Exercise description: Write out every record in full, keeping each character exactly as it is.

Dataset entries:
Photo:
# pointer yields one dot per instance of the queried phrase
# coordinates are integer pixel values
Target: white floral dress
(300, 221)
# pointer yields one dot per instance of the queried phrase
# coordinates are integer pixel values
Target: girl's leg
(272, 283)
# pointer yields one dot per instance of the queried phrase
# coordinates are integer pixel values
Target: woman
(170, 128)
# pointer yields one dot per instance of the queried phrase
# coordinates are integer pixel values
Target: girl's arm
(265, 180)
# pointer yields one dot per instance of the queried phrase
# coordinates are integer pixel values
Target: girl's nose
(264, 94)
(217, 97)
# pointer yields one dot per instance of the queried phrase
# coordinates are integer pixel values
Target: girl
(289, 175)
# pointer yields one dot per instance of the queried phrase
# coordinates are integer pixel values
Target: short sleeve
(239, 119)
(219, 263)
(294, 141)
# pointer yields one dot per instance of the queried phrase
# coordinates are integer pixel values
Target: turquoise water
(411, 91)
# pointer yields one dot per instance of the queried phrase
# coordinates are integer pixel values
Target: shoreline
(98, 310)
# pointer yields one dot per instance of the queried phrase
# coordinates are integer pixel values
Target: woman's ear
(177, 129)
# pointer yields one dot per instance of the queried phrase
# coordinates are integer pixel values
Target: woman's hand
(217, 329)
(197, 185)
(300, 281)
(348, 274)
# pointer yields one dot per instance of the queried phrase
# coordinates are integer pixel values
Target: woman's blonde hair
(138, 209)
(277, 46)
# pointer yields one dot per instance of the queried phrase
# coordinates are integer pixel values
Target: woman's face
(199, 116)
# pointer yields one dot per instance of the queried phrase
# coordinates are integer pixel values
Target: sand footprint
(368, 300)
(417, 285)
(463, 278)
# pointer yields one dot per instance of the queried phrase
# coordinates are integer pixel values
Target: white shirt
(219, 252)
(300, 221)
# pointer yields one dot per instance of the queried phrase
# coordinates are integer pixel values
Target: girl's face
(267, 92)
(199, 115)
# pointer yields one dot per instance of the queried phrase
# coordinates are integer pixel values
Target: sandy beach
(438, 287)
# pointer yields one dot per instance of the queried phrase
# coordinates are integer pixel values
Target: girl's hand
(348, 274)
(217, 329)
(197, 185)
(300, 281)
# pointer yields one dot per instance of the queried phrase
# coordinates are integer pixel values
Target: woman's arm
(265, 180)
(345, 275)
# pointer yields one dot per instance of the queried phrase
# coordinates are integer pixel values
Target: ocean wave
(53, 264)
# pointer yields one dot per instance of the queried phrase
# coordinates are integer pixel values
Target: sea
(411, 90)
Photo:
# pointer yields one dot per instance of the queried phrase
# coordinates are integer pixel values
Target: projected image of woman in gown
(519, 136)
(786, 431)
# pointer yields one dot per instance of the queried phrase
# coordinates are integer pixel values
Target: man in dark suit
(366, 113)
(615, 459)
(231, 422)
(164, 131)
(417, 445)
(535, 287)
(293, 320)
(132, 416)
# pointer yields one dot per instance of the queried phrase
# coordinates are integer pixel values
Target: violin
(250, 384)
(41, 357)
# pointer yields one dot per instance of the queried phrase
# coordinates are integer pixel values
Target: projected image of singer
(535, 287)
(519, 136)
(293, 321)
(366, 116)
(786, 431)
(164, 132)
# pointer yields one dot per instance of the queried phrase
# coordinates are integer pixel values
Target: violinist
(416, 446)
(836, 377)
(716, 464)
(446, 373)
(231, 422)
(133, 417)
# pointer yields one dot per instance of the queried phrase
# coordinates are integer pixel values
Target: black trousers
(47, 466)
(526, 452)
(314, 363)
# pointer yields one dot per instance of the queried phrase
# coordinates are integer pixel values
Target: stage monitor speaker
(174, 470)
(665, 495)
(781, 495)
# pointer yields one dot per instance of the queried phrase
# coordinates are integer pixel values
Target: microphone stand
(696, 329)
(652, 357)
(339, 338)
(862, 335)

Answer box:
Photo:
# pointer yields one dot per instance of the queried phrase
# coordinates are integer pixel values
Target: white floral dress
(300, 221)
# pointer yields one dot per instance of the queried phrase
# coordinates are integer pixel values
Target: girl's leg
(272, 283)
# pointer yields one dot per instance of the queried phrase
# coordinates are integer pixel values
Target: woman
(170, 128)
# pointer yields one dot per instance of the queried phrase
# coordinates are integer pixel values
Target: girl's arm
(265, 180)
# pointer yields one dot per instance of the queried phrase
# coordinates are integer pixel values
Target: girl's nose
(264, 94)
(217, 97)
# pointer yields one dot per instance of the queried phrase
# coordinates are integer pixel values
Target: girl
(289, 175)
# pointer yields one dot per instance of the queried phrase
# coordinates are integer pixel values
Target: short sleeve
(239, 119)
(219, 263)
(294, 141)
# pointer yields one dot per instance of the queried phrase
# coordinates are integer pixel values
Target: turquoise water
(411, 91)
# pointer yields one dot per instance of the queried phrase
# coordinates are integer pixel values
Target: shoreline
(98, 310)
# pointer yields one dot per instance of the queried phrase
# coordinates are integer pixel values
Target: woman's ear
(177, 129)
# pointer yields one dot per instance of the queried phrase
# coordinates are integer pixel values
Target: woman's hand
(217, 329)
(197, 185)
(300, 281)
(348, 274)
# pointer yields one dot per instance of the queried phrase
# coordinates are integer pixel values
Target: woman's blonde hair
(138, 209)
(277, 46)
# pointer yields one dot per instance of the queried phrase
# coordinates are integer pixel values
Target: woman's face
(199, 116)
# pointer yields one dot per instance of the queried phrase
# coordinates are integer pixel values
Target: sand footprint
(368, 300)
(417, 285)
(463, 278)
# pointer yields one dot per instance of the queried phrase
# coordinates are integer pixel values
Target: white shirt
(219, 252)
(300, 221)
# pointer yields one dot per instance of the queried phrase
# coordinates are integer pixel values
Target: girl's face
(267, 92)
(199, 115)
# pointer yields one dot per instance of the queried phrase
# coordinates are integer pixel values
Target: sandy beach
(438, 287)
# pointer yields one dot per instance of the queried phrase
# coordinates are integer pixel values
Target: girl's hand
(348, 274)
(217, 329)
(197, 185)
(300, 281)
# pointer yields one dot per instance of the queried phrase
# coordinates are integer pixel values
Target: woman's arm
(265, 180)
(345, 275)
# pointer yields one dot per instance of the queried phrase
# coordinates are integer pixel values
Target: ocean wave
(53, 264)
# pointer yields one dot per instance of the queried phrase
# coordinates are integer pixel values
Target: sea
(411, 90)
Photo:
# pointer yields one dot per instance of the queried phrase
# coordinates are integer pixel values
Target: projected image of woman in gown
(519, 136)
(786, 431)
# pointer yields one dot per instance of the queried phrase
# coordinates are integer pixel values
Target: man in dark suit
(366, 113)
(615, 459)
(231, 422)
(164, 131)
(417, 445)
(535, 287)
(293, 320)
(132, 416)
# pointer yields one dot per instance of the queried phrase
# coordinates are integer pixel values
Target: violin
(250, 384)
(41, 357)
# pointer yields one dot per instance of the queried phrase
# coordinates are integer pixel values
Target: projected image of singer
(535, 287)
(519, 136)
(293, 321)
(366, 116)
(786, 431)
(164, 132)
# pointer yields one dot per instance of the queried phrase
# coordinates are integer pixel values
Target: violinist
(416, 446)
(836, 377)
(716, 464)
(446, 373)
(231, 422)
(133, 417)
# pointer yields one dot per instance of the queried phrase
# coordinates are integer pixel values
Target: black trousers
(47, 466)
(526, 452)
(314, 363)
# pointer yields one dot per instance of the queried phrase
# coordinates are integer pixel values
Target: stage monitor speaker
(174, 470)
(665, 495)
(781, 495)
# pointer yields one dot per instance of the queried phrase
# coordinates are integer pixel values
Target: microphone stand
(696, 329)
(652, 357)
(339, 338)
(862, 335)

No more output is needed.